REQUIRED WORK - Put every line of the rows below into a Markdown table with the columns Number and Line, numbering the lines in order and leaving out blank lines.
»»
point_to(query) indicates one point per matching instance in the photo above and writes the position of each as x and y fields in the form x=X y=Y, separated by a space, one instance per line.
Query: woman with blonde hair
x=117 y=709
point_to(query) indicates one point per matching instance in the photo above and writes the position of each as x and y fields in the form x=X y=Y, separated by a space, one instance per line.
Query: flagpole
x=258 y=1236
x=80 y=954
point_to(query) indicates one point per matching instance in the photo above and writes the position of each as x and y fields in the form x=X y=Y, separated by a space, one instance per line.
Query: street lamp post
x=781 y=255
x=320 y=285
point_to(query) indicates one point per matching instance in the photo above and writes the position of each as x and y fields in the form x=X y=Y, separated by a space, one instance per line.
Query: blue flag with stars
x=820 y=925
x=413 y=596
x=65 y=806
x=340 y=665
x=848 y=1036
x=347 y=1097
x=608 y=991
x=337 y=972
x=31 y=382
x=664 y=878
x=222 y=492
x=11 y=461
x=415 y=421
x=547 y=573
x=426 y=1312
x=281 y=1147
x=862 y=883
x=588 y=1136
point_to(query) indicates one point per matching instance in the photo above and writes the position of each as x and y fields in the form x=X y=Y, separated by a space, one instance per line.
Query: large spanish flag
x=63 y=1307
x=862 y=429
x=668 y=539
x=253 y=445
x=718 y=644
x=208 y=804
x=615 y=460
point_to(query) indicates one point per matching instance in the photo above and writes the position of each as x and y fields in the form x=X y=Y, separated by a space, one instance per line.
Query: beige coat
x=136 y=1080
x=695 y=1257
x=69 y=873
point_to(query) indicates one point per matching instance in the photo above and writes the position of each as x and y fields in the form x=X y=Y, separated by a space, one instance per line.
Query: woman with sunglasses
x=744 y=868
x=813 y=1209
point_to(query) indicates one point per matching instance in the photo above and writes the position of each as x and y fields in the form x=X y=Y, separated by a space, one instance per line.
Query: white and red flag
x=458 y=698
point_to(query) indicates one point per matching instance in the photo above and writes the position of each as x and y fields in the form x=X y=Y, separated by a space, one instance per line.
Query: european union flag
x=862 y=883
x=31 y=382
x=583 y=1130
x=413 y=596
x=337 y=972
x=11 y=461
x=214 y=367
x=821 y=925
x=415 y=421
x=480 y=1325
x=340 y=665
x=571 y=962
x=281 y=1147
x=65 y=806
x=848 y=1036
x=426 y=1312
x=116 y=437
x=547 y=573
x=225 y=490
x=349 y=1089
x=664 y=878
««
FINISHED EXERCISE -
| Number | Line |
|---|---|
| 1 | point_to(query) indicates one point per matching instance in the photo above and writes the position of each as x and y fields in the form x=X y=Y, separated by a space, one instance per line. |
| 2 | Query: woman with blonde hair |
| 3 | x=117 y=709 |
| 4 | point_to(query) indicates one point per matching instance in the photo above and writes the position of each as x and y fields in the form x=X y=Y, separated by a space, one instance per line. |
| 5 | Query: flagpole |
| 6 | x=258 y=1236 |
| 7 | x=80 y=954 |
| 8 | point_to(query) indicates one point per matching instance in the photo above and writes the position of each as x and y fields in the form x=X y=Y, separated by a space, one instance per line. |
| 9 | Query: street lamp post |
| 10 | x=781 y=255 |
| 11 | x=320 y=285 |
| 12 | point_to(query) indicates one point per matching instance in the photo above and writes the position of each as x and y fields in the form x=X y=Y, separated by a space, one instance per line. |
| 13 | Query: blue flag with stars |
| 14 | x=820 y=925 |
| 15 | x=413 y=596 |
| 16 | x=65 y=806 |
| 17 | x=340 y=665 |
| 18 | x=848 y=1036 |
| 19 | x=347 y=1097 |
| 20 | x=608 y=991 |
| 21 | x=337 y=972 |
| 22 | x=31 y=382 |
| 23 | x=664 y=878 |
| 24 | x=222 y=492 |
| 25 | x=11 y=461 |
| 26 | x=415 y=421 |
| 27 | x=547 y=573 |
| 28 | x=426 y=1312 |
| 29 | x=281 y=1147 |
| 30 | x=862 y=883 |
| 31 | x=588 y=1136 |
| 32 | point_to(query) indicates one point per matching instance in the photo above and writes the position of each as x and y fields in the form x=X y=Y, separated by a space, one instance per line. |
| 33 | Query: large spanish flag |
| 34 | x=63 y=1307 |
| 35 | x=862 y=429 |
| 36 | x=668 y=539 |
| 37 | x=253 y=445 |
| 38 | x=718 y=644 |
| 39 | x=208 y=804 |
| 40 | x=615 y=460 |
| 41 | point_to(query) indicates one point per matching instance in the photo above and writes the position of each as x and y fields in the form x=X y=Y, separated by a space, one instance per line. |
| 42 | Query: beige coat |
| 43 | x=136 y=1080 |
| 44 | x=695 y=1257 |
| 45 | x=69 y=873 |
| 46 | point_to(query) indicates one point per matching instance in the photo above and writes the position of each as x and y fields in the form x=X y=Y, separated by a space, one instance per line. |
| 47 | Query: woman with sunglasses |
| 48 | x=744 y=868 |
| 49 | x=813 y=1209 |
| 50 | point_to(query) indicates one point per matching instance in the photo above and writes the position of each as x and y fields in the form x=X y=Y, separated by a space, one instance per line. |
| 51 | Query: white and red flag |
| 52 | x=458 y=698 |
| 53 | point_to(query) indicates one point per matching instance in the photo above and writes the position of each as x and y fields in the form x=X y=Y, separated by a space, one instance per line. |
| 54 | Query: european union flag |
| 55 | x=862 y=883 |
| 56 | x=31 y=382 |
| 57 | x=583 y=1130 |
| 58 | x=413 y=596 |
| 59 | x=337 y=972 |
| 60 | x=11 y=461 |
| 61 | x=214 y=367 |
| 62 | x=821 y=925 |
| 63 | x=415 y=421 |
| 64 | x=480 y=1325 |
| 65 | x=340 y=665 |
| 66 | x=571 y=962 |
| 67 | x=281 y=1147 |
| 68 | x=65 y=806 |
| 69 | x=848 y=1036 |
| 70 | x=426 y=1312 |
| 71 | x=116 y=437 |
| 72 | x=547 y=573 |
| 73 | x=225 y=490 |
| 74 | x=349 y=1089 |
| 75 | x=664 y=878 |